Start of Text section

I recall one time before yoga classes when Chona and I were chatting. I commented how is it that she is able to sit with soles together and manage to get her knees to the floor in the Bound Angle Pose and the Cobbler with head to floor while I can only manage it several inches off the floor.
Chona gave it some thought and replied that it was probably because she was often sitting on the floor in this position in her younger days at her lola’s.
I never forgot that comment and it has made me conscious that now with my office work, I am almost always seated on a chair for hours on end. And it was not just seating on chairs. Even visits to the bathroom meant sitting on a Western-style toilet. Everything was OFF THE FLOOR!
Then I came across this Yoga Journal newsletter that stated: “People living in floor cultures have more supple joints and stronger backs, not to mention far better posture.” The article recommends spending more time on the floor — squatting, kneeling or sitting — and over time, it will make one’s joints loose enough to improve one’s yoga practice.
An article by Andreas Kluth, “Ditch Your Chair” reinforces the benefits of floor sitting. She observed that it was on her tour of duty in Asia that she noted how supple Asian women were as they went about their work from the floor. Wait a minute…I’m Asian and I live in Asia. But everything around us has been so Westernized that we forgot we came from a floor culture!
Here is a part of Andreas’ article:
“Whenever I sat down with people on the floor in Asia, the differences between my creaky Western body and theirs became evident within minutes. First I got fidgety. Then I started writhing. My discomfort perplexed and entertained entire villages. By living in a floor culture, they had kept their joints supple and their backs strong. By comparison, my leg joints felt like cement, and my back—though toned superficially from gyms and sports—was limp. I had all the telltale signs of being a chair-sitter: tight hip flexors and rotators, a flattened lower back, and weak abs.

End of Text section
Start of Information provided

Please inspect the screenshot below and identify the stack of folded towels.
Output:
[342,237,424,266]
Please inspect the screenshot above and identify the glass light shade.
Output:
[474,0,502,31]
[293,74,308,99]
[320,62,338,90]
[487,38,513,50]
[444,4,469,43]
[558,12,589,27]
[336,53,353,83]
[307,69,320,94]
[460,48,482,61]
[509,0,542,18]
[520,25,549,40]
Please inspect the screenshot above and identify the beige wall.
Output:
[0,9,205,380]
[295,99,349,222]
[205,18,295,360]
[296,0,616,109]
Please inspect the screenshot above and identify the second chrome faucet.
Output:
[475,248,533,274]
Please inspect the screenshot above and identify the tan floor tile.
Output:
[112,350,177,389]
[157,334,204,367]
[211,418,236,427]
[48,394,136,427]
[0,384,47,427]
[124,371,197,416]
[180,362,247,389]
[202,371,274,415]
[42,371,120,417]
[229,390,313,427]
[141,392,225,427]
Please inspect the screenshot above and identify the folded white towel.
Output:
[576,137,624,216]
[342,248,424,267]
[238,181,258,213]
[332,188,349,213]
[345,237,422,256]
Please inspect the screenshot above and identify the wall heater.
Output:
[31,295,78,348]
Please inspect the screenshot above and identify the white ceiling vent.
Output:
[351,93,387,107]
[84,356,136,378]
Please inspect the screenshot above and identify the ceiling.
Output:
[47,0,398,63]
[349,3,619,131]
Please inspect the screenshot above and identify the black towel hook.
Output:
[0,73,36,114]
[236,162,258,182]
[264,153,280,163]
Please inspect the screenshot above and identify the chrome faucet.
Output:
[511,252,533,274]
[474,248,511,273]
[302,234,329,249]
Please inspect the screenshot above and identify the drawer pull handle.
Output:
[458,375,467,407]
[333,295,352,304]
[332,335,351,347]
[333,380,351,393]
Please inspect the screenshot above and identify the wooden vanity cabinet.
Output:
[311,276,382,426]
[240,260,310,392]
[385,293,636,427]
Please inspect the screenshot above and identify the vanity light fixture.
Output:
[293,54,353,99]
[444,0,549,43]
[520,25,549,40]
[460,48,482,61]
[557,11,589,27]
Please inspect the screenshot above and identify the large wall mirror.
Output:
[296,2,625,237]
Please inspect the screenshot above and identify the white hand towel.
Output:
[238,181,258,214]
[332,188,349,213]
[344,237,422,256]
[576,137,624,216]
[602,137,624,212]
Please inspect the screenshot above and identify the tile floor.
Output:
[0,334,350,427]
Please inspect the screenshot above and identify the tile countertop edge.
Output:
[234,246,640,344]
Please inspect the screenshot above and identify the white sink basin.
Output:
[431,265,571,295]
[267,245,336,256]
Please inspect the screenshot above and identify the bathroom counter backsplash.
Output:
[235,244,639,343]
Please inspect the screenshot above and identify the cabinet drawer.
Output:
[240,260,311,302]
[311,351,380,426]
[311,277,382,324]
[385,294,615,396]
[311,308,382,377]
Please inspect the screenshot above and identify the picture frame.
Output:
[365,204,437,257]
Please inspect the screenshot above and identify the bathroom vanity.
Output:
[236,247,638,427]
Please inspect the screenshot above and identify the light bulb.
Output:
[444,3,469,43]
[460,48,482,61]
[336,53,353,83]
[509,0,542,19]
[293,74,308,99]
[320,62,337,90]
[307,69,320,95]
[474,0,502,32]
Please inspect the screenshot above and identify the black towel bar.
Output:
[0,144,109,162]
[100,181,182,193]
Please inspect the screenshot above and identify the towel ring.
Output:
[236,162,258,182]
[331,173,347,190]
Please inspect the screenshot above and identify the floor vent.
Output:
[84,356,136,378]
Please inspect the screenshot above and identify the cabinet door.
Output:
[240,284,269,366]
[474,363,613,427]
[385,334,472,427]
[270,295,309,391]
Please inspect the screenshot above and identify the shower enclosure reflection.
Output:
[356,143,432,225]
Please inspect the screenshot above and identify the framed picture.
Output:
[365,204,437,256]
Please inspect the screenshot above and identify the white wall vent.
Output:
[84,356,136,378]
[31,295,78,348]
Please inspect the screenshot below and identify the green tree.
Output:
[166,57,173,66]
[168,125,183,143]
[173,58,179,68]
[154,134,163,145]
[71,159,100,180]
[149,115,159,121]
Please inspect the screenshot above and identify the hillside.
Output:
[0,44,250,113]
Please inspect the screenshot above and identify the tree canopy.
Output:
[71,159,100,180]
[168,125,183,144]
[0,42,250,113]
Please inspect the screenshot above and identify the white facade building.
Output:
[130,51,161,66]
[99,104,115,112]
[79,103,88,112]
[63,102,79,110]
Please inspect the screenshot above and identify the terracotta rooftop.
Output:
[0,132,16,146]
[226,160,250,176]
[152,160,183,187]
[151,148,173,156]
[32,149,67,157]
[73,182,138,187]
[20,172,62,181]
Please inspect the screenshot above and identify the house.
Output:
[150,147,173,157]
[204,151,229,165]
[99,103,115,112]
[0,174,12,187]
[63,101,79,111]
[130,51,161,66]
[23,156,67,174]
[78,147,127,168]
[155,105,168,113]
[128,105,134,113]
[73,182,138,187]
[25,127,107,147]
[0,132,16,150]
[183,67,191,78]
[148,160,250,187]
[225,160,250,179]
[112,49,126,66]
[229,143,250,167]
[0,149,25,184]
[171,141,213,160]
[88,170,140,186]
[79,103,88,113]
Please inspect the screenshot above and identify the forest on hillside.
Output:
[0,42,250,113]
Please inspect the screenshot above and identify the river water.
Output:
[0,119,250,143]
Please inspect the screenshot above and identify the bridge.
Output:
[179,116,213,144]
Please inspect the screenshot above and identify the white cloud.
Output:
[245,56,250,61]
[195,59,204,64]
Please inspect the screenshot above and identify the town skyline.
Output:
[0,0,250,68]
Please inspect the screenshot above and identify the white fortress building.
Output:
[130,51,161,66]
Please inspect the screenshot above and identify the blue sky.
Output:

End of Information provided

_What to do_
- 1) In the text about floor sitting, what reason did Chona give for being able to get her knees to the floor in the Bound Angle Pose?
- 2) Say whether each statement agrees with the text about floor sitting, answering yes or no and quoting the words that decide it.
(a) The writer's office work keeps the writer seated on a chair for hours.
(b) The Yoga Journal newsletter says people in floor cultures have weaker backs.
(c) The article by Andreas Kluth is titled "Ditch Your Chair".
- 3) Continue the text about floor sitting from its last sentence.

_Answers given_
- 1) She was often sitting on the floor in that position in her younger days at her lola's.

- 2)
(a) Yes: "I am almost always seated on a chair for hours on end."
(b) No: "People living in floor cultures have more supple joints and stronger backs"
(c) Yes: "An article by Andreas Kluth, “Ditch Your Chair”"

- 3)
I got sufficiently annoyed to change all of this only after I started practicing Ashtanga Yoga. It irritated me that I couldn’t get into Padmasana and its fun and inspiring variations in the primary series. So I asked my teacher what to do. He told me to bid chairs farewell and to sit on the floor in postures familiar to students of Paul Grilley’s Yin Yoga, such as Pigeon, Double Pigeon, and Half Lotus.
From then on, I spent at least an hour every day on the floor. Progress was measurable only by the month, but my connective tissue slowly relented. As it became easier to hold a pose for a long time, I would start holding it even longer. Soon I was working from the floor all day. To her credit, my assistant got over the initial shock and soon enjoyed this liberating eccentricity. Since I was not putting my full awareness into my breath, I did not call my new habit “yoga.” But it was making me flexible.
Within five months, I was in Padmasana. Moreover, my practice has become more fulfilling, my joints have softened, and my back has gotten stronger. The experience has left me more patient with my body and also more determined. Last July, I left Asia to open a new office in California. It consists of two tatami mats and no chairs.”
This was enough for me!!!
Lately, I have been reading newspapers from my bedroom floor either with legs in Wide-Angle Seated Forward Bend or in Hero Pose.
…and I intend to do more reading and activities from the floor.
See you there! And watch those hip flexors and joints open up!